ABOUT THIS TASK:
The listing below is to be reproduced in full, exactly as given.
──────── RECORDS FOR THE EXERCISE ────────
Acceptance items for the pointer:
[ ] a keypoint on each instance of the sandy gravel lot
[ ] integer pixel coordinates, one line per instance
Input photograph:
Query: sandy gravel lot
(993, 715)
────────
WRITTEN ANSWER:
Acceptance items for the pointer:
[ ] a keypoint on each instance of the sandy gravel lot
[ ] integer pixel coordinates, one line per instance
Input photograph:
Query: sandy gravel lot
(993, 715)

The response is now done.